▸ **Requirement**:
Put every line of the listing below into a Markdown table with two columns, Row and Line. Row holds the row number and Line holds the line itself. Leave out blank lines.

▸ **Records supplied**:
## START

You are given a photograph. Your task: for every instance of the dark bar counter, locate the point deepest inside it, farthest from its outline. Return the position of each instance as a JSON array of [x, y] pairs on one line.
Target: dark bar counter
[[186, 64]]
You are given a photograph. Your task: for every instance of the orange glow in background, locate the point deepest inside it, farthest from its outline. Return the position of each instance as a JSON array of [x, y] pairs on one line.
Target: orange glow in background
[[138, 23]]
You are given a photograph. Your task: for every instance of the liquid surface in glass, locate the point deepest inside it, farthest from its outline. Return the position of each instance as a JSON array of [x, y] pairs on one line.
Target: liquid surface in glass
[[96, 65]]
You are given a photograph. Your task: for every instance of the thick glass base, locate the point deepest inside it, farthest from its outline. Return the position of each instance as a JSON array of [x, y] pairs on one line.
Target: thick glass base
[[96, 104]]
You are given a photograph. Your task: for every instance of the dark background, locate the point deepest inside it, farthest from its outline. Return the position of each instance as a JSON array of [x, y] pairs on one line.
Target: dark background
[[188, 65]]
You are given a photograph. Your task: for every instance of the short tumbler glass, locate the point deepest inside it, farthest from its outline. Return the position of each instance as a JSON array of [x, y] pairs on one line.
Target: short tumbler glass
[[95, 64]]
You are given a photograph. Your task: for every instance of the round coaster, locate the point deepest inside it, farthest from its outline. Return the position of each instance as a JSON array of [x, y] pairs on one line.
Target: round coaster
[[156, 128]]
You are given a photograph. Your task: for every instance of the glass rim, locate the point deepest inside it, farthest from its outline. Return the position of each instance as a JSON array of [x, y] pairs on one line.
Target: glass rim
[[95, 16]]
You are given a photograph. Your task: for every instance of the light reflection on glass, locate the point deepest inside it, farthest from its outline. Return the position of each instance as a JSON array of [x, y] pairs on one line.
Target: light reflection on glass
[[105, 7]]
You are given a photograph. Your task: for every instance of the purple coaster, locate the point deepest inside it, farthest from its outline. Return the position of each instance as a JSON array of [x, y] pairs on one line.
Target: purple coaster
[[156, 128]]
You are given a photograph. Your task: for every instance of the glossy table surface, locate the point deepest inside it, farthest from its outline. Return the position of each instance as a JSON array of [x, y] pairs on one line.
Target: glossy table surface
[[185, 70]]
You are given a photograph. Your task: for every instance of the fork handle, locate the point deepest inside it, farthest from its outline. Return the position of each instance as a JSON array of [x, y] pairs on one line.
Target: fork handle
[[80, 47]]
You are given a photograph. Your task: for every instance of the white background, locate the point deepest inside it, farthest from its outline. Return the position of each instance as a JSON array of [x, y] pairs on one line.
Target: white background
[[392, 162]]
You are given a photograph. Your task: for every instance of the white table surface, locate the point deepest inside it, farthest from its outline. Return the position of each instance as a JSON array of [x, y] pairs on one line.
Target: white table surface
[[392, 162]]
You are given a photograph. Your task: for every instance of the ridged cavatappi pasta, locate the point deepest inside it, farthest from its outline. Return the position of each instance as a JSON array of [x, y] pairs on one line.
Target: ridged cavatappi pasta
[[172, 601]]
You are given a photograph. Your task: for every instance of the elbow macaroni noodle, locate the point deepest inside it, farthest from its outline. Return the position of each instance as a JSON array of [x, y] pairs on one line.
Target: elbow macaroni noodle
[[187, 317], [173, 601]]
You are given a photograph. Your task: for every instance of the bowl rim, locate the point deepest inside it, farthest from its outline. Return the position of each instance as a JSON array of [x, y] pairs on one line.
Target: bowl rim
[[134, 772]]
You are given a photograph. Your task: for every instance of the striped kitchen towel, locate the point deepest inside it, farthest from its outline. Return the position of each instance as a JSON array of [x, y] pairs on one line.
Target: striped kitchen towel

## END

▸ **The answer**:
| Row | Line |
|---|---|
| 1 | You are given a photograph. Your task: for every instance of the dark bar counter, locate the point deepest inside it, farthest from its outline. Return the position of each instance as a JSON array of [x, y] pairs on one line. |
| 2 | Target: dark bar counter |
| 3 | [[186, 64]] |
| 4 | You are given a photograph. Your task: for every instance of the orange glow in background, locate the point deepest inside it, farthest from its outline. Return the position of each instance as a JSON array of [x, y] pairs on one line. |
| 5 | Target: orange glow in background |
| 6 | [[138, 23]] |
| 7 | You are given a photograph. Your task: for every instance of the liquid surface in glass, locate the point deepest inside it, farthest from its outline. Return the position of each instance as a JSON array of [x, y] pairs on one line. |
| 8 | Target: liquid surface in glass |
| 9 | [[96, 65]] |
| 10 | You are given a photograph. Your task: for every instance of the thick glass base, locate the point deepest inside it, farthest from its outline. Return the position of each instance as a JSON array of [x, y] pairs on one line. |
| 11 | Target: thick glass base |
| 12 | [[96, 104]] |
| 13 | You are given a photograph. Your task: for every instance of the dark background, locate the point deepest inside it, farthest from its outline. Return the position of each instance as a JSON array of [x, y] pairs on one line. |
| 14 | Target: dark background |
| 15 | [[188, 65]] |
| 16 | You are given a photograph. Your task: for every instance of the short tumbler glass, locate the point deepest inside it, farthest from its outline. Return the position of each instance as a JSON array of [x, y] pairs on one line. |
| 17 | Target: short tumbler glass |
| 18 | [[95, 64]] |
| 19 | You are given a photograph. Your task: for every instance of the round coaster, locate the point deepest inside it, farthest from its outline. Return the position of each instance as a JSON array of [x, y] pairs on one line. |
| 20 | Target: round coaster |
| 21 | [[156, 128]] |
| 22 | You are given a photograph. Your task: for every instance of the glass rim, locate the point deepest inside it, farthest from its outline. Return the position of each instance as a JSON array of [x, y] pairs on one line. |
| 23 | Target: glass rim |
| 24 | [[95, 16]] |
| 25 | You are given a photograph. Your task: for every instance of the light reflection on glass, locate the point deepest inside it, farthest from its outline. Return the position of each instance as a JSON array of [x, y] pairs on one line. |
| 26 | Target: light reflection on glass |
| 27 | [[105, 7]] |
| 28 | You are given a photograph. Your task: for every instance of the purple coaster, locate the point deepest inside it, farthest from its outline. Return the position of each instance as a JSON array of [x, y] pairs on one line. |
| 29 | Target: purple coaster |
| 30 | [[156, 128]] |
| 31 | You are given a photograph. Your task: for every instance of the glossy table surface, locate the point deepest inside it, farthest from its outline. Return the position of each instance as a JSON array of [x, y] pairs on one line. |
| 32 | Target: glossy table surface |
| 33 | [[185, 70]] |
| 34 | You are given a photograph. Your task: for every instance of the fork handle, locate the point deepest inside it, farthest from its outline. Return the position of each instance as a JSON array of [x, y] pairs on one line. |
| 35 | Target: fork handle |
| 36 | [[80, 47]] |
| 37 | You are given a photograph. Your task: for every instance of the white background, locate the point deepest inside it, farthest from its outline. Return the position of each instance as a JSON array of [x, y] pairs on one line. |
| 38 | Target: white background |
| 39 | [[392, 162]] |
| 40 | You are given a photograph. Your task: for every instance of the white table surface, locate the point deepest inside it, farthest from its outline. Return the position of each instance as a JSON array of [x, y] pairs on one line. |
| 41 | Target: white table surface |
| 42 | [[392, 162]] |
| 43 | You are given a photograph. Your task: for every instance of the ridged cavatappi pasta, locate the point deepest inside it, farthest from its outline. Return the position of each instance as a JSON array of [x, y] pairs on one line. |
| 44 | Target: ridged cavatappi pasta |
| 45 | [[172, 601]] |
| 46 | You are given a photograph. Your task: for every instance of the elbow macaroni noodle, locate the point deepest inside it, farthest from its outline. Return the position of each instance as a JSON array of [x, y] pairs on one line. |
| 47 | Target: elbow macaroni noodle |
| 48 | [[187, 317], [173, 601]] |
| 49 | You are given a photograph. Your task: for every instance of the bowl rim, locate the point deepest inside it, farthest from its outline. Return the position of each instance as a JSON array of [x, y] pairs on one line. |
| 50 | Target: bowl rim |
| 51 | [[134, 772]] |
| 52 | You are given a photograph. Your task: for every instance of the striped kitchen towel, locate the point deepest inside it, farthest from its outline. Return the position of each instance as a JSON array of [x, y] pairs on one line. |
| 53 | Target: striped kitchen towel |